Of the lines below, report only those that contain "wheel".

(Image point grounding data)
++++++++++++++++++++

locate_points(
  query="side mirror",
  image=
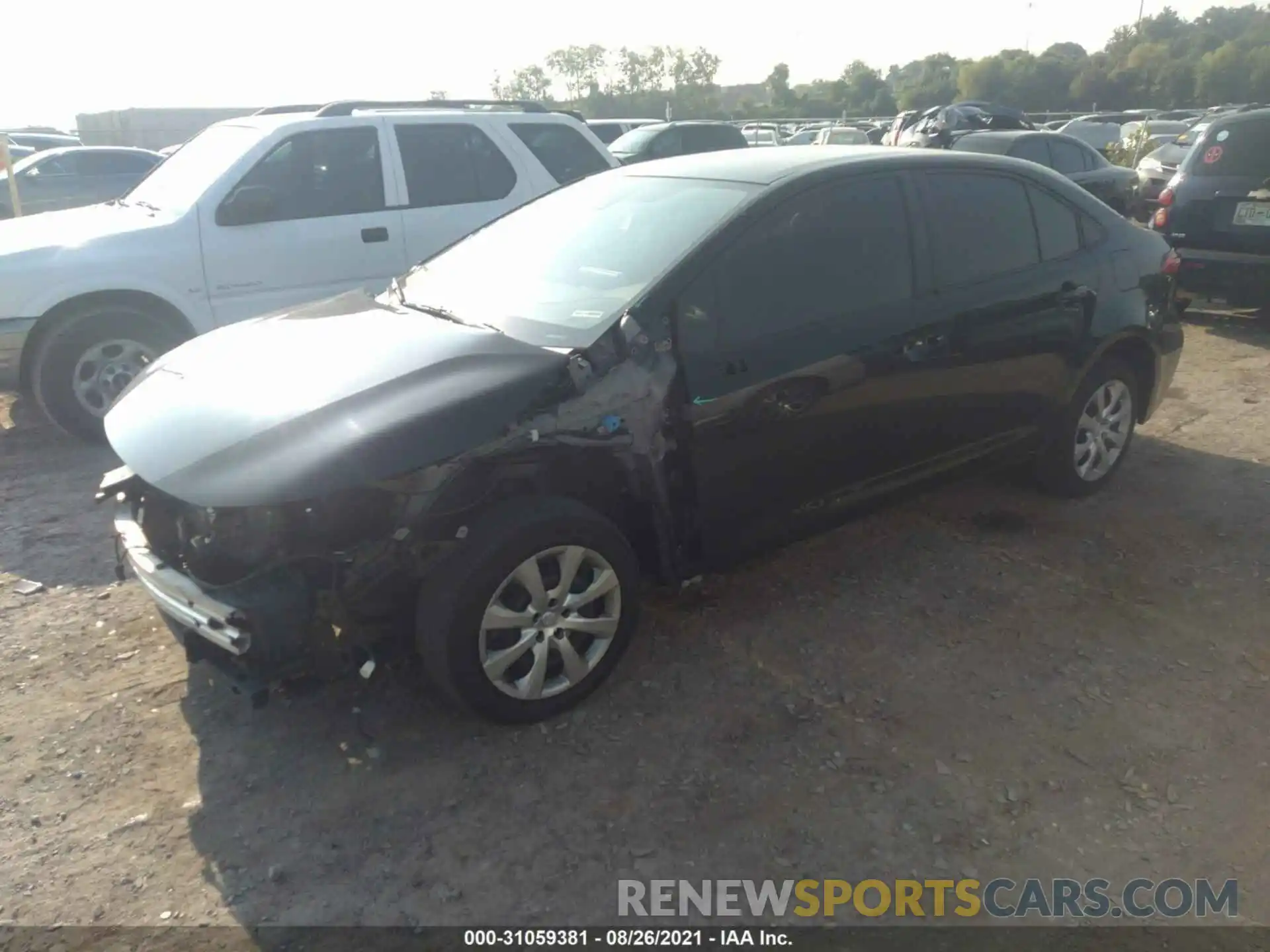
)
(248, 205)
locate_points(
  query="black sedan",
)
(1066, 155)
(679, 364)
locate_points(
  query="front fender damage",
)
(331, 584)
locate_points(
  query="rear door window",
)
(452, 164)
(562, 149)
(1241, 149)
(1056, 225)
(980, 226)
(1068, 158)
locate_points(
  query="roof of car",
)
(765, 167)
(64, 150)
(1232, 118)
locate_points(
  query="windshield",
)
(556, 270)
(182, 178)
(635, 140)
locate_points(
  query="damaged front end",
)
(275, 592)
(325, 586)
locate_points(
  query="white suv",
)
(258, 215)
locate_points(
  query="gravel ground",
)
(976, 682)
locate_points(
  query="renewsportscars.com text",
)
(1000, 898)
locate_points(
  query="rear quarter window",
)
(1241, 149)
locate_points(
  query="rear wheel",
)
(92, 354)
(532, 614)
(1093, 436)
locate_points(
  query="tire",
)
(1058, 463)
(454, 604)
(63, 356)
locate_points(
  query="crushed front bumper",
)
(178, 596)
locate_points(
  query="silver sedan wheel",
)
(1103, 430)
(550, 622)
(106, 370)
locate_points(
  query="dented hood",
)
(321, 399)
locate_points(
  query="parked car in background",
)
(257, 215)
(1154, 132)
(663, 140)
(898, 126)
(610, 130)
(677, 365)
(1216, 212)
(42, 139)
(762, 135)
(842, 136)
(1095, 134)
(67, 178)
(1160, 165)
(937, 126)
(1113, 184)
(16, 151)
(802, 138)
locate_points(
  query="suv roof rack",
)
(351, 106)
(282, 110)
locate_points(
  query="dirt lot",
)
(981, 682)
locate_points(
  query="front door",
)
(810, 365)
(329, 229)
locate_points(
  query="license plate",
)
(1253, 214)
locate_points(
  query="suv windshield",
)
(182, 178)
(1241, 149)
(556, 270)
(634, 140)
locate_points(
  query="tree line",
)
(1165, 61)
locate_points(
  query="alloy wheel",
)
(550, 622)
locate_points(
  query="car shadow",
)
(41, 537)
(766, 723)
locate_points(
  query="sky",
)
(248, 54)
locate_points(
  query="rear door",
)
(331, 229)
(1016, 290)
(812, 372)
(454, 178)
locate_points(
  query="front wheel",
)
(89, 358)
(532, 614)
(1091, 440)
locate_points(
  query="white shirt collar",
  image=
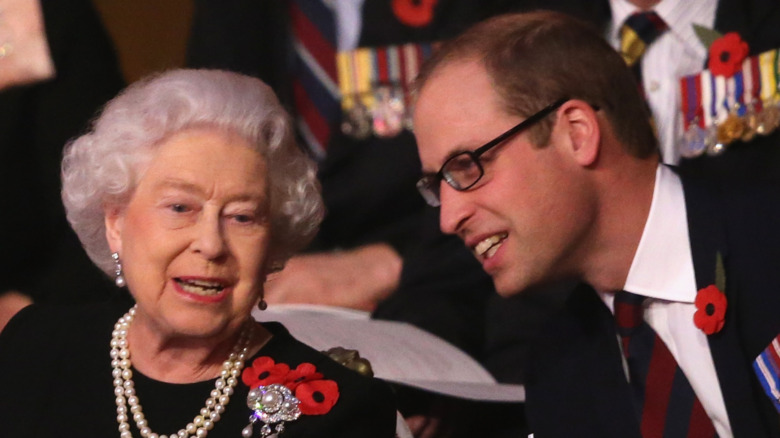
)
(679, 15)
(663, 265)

++++++++++++++++++++

ANSWER:
  query="rear wheel",
  query="silver sedan wheel",
  query="alloy wheel",
  query="front wheel",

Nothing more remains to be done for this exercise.